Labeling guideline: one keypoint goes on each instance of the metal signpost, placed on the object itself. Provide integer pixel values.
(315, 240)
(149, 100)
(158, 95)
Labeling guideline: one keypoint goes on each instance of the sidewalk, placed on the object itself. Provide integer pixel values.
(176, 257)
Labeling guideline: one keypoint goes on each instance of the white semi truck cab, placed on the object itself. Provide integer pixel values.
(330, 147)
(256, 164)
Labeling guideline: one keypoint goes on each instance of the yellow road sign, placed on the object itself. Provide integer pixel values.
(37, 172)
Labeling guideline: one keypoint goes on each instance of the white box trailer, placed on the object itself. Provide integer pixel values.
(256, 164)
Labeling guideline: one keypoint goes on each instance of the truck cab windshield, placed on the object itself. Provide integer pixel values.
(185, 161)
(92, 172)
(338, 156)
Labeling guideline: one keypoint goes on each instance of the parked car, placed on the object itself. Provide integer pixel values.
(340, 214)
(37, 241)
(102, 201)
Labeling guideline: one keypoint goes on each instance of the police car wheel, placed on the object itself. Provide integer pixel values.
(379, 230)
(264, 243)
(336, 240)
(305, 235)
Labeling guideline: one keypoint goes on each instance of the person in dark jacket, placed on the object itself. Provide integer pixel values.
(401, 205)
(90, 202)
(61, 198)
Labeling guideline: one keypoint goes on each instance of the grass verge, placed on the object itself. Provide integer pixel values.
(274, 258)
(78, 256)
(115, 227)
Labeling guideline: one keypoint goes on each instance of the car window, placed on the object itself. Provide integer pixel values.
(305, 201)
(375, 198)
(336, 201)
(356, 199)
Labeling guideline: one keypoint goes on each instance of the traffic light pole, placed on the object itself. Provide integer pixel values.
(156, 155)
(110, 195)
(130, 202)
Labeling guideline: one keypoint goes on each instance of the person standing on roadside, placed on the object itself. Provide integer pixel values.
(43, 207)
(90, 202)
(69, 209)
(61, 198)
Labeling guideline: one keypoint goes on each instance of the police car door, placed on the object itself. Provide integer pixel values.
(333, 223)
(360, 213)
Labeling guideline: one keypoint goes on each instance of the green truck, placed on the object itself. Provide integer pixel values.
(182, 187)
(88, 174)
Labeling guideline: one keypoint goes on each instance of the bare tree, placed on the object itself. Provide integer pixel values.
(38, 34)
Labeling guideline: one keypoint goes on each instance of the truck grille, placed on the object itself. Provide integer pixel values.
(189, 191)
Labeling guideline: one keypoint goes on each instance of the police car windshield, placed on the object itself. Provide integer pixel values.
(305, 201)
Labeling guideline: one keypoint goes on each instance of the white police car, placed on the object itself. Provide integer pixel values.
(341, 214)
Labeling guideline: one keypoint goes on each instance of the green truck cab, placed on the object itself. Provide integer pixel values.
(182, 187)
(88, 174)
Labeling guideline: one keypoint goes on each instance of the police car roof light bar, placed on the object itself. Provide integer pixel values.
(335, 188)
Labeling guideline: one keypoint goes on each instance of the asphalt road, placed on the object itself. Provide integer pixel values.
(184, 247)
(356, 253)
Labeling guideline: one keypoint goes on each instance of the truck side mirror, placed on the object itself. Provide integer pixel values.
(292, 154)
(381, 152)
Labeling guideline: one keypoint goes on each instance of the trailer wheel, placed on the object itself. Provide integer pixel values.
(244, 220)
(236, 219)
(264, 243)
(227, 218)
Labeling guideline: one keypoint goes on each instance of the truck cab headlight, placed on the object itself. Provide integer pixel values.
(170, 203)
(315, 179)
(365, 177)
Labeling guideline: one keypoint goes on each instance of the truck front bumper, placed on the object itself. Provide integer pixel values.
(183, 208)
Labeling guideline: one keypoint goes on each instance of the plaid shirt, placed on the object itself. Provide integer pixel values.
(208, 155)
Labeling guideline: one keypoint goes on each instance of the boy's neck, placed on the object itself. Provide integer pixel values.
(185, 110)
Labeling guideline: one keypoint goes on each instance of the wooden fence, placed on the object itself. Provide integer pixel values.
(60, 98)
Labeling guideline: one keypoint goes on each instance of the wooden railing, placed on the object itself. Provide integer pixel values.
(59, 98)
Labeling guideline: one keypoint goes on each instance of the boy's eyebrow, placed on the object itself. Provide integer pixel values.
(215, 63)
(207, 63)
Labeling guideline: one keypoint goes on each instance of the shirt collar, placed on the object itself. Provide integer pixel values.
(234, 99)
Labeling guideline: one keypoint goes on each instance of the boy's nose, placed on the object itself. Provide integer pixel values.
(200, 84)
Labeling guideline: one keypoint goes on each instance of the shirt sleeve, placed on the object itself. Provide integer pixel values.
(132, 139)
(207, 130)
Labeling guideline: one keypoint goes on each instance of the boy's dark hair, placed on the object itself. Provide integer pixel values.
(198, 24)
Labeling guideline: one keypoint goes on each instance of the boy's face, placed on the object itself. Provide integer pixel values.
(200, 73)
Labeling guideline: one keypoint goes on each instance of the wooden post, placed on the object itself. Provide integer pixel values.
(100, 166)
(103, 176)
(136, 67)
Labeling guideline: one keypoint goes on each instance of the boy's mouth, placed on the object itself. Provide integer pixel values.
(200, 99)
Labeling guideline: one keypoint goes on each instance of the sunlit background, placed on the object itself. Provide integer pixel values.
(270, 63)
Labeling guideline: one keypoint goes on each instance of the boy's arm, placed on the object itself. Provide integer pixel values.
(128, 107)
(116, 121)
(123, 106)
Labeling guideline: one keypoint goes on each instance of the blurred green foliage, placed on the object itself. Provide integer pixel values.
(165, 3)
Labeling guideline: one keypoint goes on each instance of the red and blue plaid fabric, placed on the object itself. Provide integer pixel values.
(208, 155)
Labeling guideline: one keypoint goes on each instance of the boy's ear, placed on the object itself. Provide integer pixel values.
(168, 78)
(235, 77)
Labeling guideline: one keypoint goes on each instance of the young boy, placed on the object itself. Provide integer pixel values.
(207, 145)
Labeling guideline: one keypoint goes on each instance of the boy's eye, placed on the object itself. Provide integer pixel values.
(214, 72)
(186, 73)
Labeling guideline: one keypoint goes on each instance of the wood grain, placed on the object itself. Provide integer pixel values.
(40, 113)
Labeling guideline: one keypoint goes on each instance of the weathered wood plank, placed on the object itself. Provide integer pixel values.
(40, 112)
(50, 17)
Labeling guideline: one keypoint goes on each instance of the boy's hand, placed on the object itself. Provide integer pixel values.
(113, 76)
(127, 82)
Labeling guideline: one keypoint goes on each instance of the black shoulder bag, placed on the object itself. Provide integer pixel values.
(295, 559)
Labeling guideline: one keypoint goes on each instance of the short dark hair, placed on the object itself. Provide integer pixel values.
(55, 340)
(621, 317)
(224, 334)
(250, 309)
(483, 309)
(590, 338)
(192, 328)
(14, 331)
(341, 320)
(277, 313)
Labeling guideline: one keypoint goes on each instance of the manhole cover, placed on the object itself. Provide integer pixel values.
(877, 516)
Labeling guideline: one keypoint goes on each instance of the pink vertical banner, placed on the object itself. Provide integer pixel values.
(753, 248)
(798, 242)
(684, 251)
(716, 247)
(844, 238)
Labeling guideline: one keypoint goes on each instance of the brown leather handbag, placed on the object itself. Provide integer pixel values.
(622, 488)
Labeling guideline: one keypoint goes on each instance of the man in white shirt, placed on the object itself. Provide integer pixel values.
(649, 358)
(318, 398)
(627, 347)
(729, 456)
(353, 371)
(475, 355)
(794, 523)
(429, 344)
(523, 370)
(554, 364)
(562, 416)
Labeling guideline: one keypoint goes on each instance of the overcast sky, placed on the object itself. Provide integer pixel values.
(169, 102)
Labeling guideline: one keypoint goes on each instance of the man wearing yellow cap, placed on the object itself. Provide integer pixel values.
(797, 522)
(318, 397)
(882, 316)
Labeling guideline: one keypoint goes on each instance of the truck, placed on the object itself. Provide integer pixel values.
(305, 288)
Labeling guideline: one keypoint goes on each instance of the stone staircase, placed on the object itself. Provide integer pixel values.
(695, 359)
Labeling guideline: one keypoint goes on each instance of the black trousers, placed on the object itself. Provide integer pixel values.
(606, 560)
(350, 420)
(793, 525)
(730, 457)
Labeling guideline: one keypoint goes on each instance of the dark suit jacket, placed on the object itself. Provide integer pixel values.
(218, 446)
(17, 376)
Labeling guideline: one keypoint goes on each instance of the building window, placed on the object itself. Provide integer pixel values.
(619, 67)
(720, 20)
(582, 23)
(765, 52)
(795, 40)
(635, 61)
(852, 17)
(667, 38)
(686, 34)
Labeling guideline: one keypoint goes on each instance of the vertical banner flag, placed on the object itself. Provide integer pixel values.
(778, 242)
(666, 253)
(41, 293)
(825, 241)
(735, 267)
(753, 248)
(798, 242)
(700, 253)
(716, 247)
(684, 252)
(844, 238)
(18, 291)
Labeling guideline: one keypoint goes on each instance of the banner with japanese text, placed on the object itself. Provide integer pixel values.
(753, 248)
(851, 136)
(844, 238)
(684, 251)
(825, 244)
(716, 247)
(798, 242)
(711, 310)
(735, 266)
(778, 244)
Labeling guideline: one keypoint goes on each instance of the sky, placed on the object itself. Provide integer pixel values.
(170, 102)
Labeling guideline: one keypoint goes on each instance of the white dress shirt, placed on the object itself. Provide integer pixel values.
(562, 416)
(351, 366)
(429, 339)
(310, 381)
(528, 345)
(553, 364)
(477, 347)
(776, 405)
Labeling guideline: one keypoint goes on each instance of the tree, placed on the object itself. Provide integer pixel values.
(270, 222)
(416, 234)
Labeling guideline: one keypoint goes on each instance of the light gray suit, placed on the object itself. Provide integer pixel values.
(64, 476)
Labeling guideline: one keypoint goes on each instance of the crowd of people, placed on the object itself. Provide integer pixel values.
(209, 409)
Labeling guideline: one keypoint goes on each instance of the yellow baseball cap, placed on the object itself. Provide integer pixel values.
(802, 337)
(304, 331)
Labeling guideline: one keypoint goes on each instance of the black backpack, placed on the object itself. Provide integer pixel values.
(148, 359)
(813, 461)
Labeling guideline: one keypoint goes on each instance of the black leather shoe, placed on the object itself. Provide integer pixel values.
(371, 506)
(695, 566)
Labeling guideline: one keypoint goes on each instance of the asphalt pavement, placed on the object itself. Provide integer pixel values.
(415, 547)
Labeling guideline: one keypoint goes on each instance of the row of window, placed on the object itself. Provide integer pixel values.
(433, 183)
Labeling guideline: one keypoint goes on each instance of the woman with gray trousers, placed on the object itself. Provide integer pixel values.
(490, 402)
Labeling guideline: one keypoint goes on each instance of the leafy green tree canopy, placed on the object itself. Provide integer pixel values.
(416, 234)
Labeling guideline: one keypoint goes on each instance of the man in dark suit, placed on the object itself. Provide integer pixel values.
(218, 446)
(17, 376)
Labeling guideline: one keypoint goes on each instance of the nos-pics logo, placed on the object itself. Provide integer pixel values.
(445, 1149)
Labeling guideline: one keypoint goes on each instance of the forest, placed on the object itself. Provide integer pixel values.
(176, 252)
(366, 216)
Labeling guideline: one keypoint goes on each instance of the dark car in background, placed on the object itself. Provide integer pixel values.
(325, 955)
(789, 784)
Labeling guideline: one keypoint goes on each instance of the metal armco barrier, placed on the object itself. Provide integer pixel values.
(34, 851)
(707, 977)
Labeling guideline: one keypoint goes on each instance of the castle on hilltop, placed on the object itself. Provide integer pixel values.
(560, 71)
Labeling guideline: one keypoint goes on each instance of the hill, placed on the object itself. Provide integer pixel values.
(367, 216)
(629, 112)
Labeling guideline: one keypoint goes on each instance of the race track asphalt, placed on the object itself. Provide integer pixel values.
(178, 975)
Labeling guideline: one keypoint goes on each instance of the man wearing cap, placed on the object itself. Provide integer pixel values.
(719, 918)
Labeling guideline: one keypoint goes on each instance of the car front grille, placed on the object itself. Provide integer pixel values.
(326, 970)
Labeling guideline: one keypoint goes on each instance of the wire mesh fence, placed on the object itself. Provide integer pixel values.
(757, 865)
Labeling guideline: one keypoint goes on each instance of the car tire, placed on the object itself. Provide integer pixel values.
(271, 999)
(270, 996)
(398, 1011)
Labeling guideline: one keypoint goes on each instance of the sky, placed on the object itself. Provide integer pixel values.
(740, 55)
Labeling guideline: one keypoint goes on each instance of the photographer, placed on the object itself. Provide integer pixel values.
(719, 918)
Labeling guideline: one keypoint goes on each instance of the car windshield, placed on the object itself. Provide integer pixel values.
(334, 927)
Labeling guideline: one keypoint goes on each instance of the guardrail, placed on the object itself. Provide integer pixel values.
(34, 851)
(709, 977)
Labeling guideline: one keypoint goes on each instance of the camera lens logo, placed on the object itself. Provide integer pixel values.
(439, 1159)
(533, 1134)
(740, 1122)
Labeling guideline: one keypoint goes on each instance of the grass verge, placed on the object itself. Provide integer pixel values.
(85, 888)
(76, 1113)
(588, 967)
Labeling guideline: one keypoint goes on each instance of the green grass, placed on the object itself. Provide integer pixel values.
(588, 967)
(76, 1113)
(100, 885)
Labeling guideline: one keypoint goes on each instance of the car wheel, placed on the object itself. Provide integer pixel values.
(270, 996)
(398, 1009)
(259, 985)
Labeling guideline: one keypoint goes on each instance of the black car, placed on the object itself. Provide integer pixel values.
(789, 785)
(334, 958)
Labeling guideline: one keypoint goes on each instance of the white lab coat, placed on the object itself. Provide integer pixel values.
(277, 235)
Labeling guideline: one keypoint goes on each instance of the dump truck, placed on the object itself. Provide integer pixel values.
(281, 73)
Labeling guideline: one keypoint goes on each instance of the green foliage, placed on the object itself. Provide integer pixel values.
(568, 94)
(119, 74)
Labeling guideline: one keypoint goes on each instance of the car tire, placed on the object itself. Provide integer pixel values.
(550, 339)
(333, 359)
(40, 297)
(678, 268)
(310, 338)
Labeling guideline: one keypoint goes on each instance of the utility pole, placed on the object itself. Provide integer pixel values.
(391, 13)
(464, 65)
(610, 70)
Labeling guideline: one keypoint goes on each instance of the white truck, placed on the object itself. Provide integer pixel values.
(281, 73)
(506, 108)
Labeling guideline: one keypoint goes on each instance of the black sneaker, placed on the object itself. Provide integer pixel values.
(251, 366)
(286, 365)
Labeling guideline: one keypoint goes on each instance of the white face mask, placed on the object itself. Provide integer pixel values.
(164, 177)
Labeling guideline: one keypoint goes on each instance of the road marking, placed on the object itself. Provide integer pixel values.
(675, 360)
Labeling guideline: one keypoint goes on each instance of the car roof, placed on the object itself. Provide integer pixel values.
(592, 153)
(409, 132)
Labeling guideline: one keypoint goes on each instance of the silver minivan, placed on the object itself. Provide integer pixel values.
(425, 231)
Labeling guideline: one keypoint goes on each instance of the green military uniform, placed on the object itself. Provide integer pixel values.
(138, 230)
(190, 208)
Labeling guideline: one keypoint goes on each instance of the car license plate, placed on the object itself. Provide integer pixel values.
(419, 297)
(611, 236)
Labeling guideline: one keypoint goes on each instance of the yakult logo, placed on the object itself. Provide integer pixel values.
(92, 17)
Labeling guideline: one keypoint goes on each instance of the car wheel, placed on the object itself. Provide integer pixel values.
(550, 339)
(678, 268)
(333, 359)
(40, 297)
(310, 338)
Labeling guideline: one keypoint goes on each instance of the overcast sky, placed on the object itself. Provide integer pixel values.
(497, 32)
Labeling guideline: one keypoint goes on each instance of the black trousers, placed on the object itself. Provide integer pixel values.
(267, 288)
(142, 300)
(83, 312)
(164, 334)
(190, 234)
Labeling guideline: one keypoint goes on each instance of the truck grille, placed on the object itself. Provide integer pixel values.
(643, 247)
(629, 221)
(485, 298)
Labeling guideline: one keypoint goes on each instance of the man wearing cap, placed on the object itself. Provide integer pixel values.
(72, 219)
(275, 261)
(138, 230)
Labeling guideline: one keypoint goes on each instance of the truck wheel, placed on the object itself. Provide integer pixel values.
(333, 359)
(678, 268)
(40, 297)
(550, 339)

* **Work to do**: Find the line that contains "of the road" in the listing above. Retype it and every line after it up to the last, exactly, and nothing else.

* **Task solution**:
Labeling guideline: one keypoint goes on each instance of the road marking, placed on the object itself. Provide integer pixel values.
(675, 360)
Labeling guideline: one keypoint goes on each instance of the car roof, placed on the object itself. Provide integer pixel values.
(592, 153)
(409, 132)
Labeling guideline: one keypoint goes on each instance of the silver minivan, placed on the object itself. Provide integer pixel values.
(425, 231)
Labeling guideline: one keypoint goes on each instance of the green military uniform, placed on the object itself. Provide integer pixel values.
(138, 230)
(190, 208)
Labeling guideline: one keypoint goes on each instance of the car license plate, placed on the object itself. Provide integer pixel values.
(419, 297)
(611, 236)
Labeling guideline: one keypoint goes on each instance of the yakult logo, placed on the object itself. Provide integer pixel values.
(92, 17)
Labeling guideline: one keypoint goes on each instance of the car wheel, placed on the object itself. Provide integer pixel values.
(550, 339)
(678, 268)
(333, 359)
(40, 297)
(310, 338)
Labeling guideline: one keypoint goes on each instance of the overcast sky, placed on the object itself. Provide integer pixel values.
(497, 32)
Labeling guideline: one keypoint goes on each instance of the black trousers, placed on the object itself. Provide integer pixel values.
(267, 288)
(142, 300)
(83, 312)
(164, 334)
(190, 234)
Labeling guideline: one keypoint goes on each instance of the truck grille, placed on the object itself. Provide integer pixel values.
(643, 247)
(629, 221)
(485, 298)
Labeling guideline: one keypoint goes on each instance of the man wearing cap, placed on the object itself. Provide integer pixel values.
(72, 219)
(275, 261)
(138, 230)
Labeling guideline: one keypoint goes on each instance of the truck wheel, placed on the object itself. Provide integer pixel values.
(333, 359)
(678, 268)
(40, 297)
(550, 339)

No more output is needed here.